_Directions_
Output, word for word, the span of lines that starts at the one containing "Automatic pre-labeling failed for batter" and ends at the last line of the records.

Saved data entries
Segment Open

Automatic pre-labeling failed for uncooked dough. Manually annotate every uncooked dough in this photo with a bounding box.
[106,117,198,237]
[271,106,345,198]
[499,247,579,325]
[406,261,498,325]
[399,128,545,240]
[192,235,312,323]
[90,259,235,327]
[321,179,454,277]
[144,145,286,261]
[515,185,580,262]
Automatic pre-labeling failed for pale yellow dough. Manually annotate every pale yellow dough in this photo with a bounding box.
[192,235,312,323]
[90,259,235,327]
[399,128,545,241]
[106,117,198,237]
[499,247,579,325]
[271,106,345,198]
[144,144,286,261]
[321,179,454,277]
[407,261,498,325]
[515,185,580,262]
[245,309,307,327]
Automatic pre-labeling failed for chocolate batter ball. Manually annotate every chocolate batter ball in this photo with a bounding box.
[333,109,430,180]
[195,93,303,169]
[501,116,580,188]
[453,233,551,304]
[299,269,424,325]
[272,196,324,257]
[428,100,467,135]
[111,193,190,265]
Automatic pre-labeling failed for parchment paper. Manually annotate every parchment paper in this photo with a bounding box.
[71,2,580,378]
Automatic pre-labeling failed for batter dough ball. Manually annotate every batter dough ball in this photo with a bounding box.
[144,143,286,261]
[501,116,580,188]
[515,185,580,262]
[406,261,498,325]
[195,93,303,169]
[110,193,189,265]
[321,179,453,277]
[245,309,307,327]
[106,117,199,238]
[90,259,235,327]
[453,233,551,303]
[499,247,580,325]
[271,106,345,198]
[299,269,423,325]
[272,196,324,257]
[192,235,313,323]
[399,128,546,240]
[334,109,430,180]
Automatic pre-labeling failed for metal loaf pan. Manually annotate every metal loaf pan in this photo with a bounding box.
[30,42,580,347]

Segment Closed

_The completed task_
Automatic pre-labeling failed for batter dough ball. Manually annotate every batter dough ball in this photo with a bounding box.
[144,143,286,261]
[501,116,580,188]
[515,185,580,262]
[406,261,498,325]
[195,93,303,169]
[110,193,189,265]
[321,179,453,277]
[245,309,307,327]
[106,117,199,238]
[90,259,235,327]
[453,233,551,303]
[499,247,580,325]
[271,106,345,198]
[299,269,423,325]
[272,196,324,257]
[192,235,313,323]
[399,128,546,240]
[334,109,430,180]
Automatic pre-labeling failed for metal loaf pan. Manually annotate every metal loaf pan in this photo with a bounding box.
[30,42,580,347]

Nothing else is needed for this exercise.